◆ **Given problem**: In the material below, repeat only the lines from the one that holds "Camera-trap review: tag the barn" through the final line, exactly as they stand.

::: Given data :::

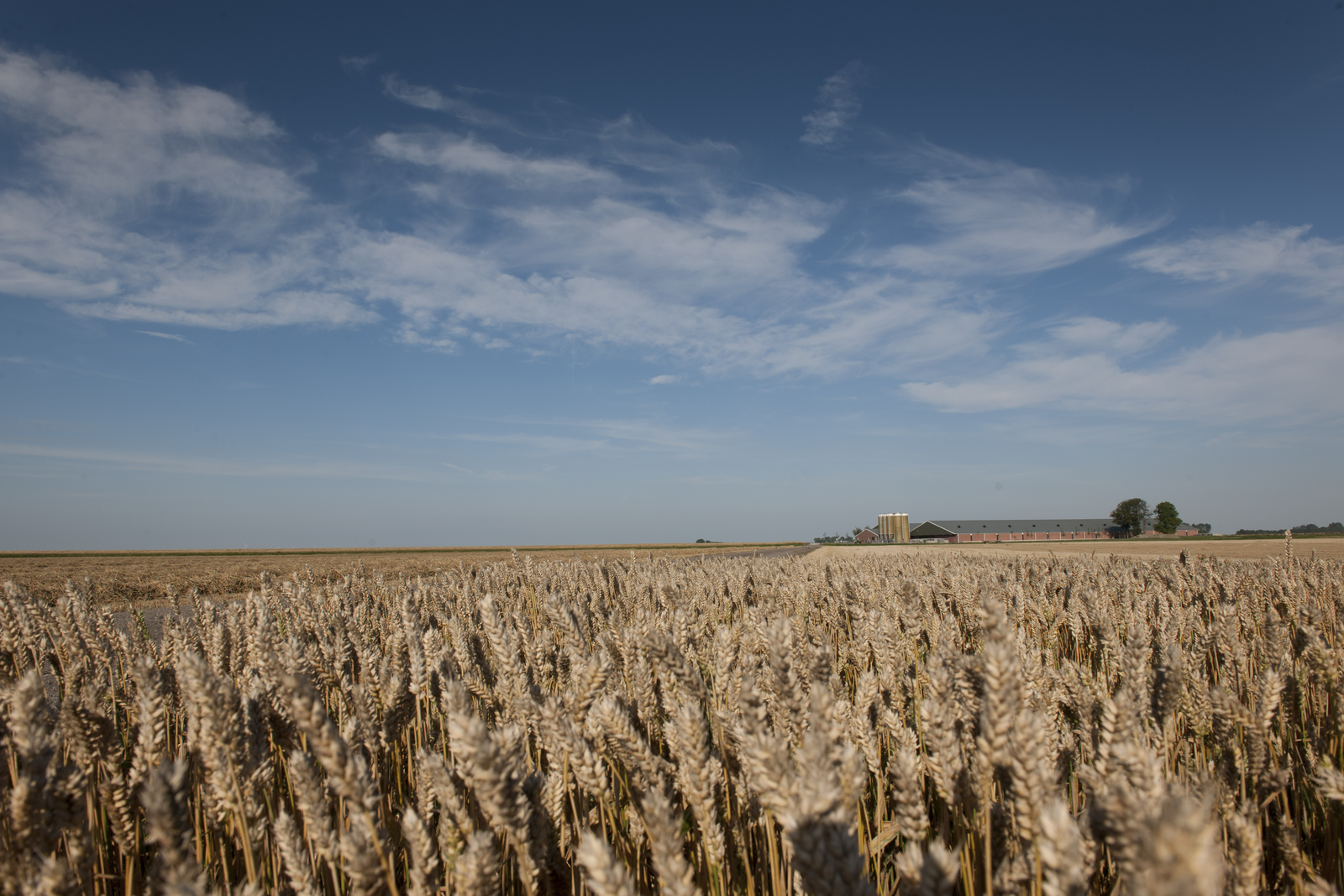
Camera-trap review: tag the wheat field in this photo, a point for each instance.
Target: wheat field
(921, 723)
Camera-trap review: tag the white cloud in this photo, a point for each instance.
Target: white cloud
(168, 204)
(172, 336)
(1000, 219)
(1281, 378)
(837, 107)
(214, 466)
(1310, 265)
(430, 98)
(358, 65)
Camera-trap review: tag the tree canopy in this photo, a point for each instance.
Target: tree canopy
(1131, 515)
(1167, 517)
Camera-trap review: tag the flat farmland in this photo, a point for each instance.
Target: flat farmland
(148, 577)
(1327, 548)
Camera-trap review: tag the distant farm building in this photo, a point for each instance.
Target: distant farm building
(1015, 530)
(893, 528)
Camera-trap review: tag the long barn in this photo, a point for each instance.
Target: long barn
(1015, 530)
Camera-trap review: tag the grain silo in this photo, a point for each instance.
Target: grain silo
(894, 527)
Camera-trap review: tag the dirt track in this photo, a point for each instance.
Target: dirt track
(1230, 550)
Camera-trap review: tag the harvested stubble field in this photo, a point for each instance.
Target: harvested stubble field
(1230, 548)
(151, 578)
(914, 723)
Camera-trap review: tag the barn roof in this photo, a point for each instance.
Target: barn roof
(942, 528)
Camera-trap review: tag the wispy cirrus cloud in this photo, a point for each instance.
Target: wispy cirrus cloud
(837, 107)
(995, 217)
(1285, 378)
(214, 466)
(160, 203)
(358, 65)
(429, 98)
(1261, 251)
(168, 336)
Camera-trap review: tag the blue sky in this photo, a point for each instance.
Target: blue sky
(412, 275)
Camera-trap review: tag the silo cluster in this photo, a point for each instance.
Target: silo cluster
(894, 527)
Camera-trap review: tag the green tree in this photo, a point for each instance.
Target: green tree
(1167, 517)
(1131, 515)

:::

◆ **Full output**:
Camera-trap review: tag the barn roof in this photo, a point for each instance.
Target: barn roof
(942, 528)
Camera-trap review: tag the wispy cirrus cloud in this photo, a point for each instance.
Target: wispy cirrus cloud
(837, 107)
(995, 217)
(1285, 378)
(214, 466)
(160, 203)
(358, 65)
(429, 98)
(1261, 251)
(168, 336)
Camera-trap review: tag the blue sky in this photo, a point for each instance.
Target: blue sky
(412, 275)
Camera-trap review: tag the silo cluster in this photo, a point for each instance.
Target: silo cluster
(894, 527)
Camera-trap review: tag the green tree in this photo, a point for each instance.
Target: green tree
(1167, 517)
(1131, 515)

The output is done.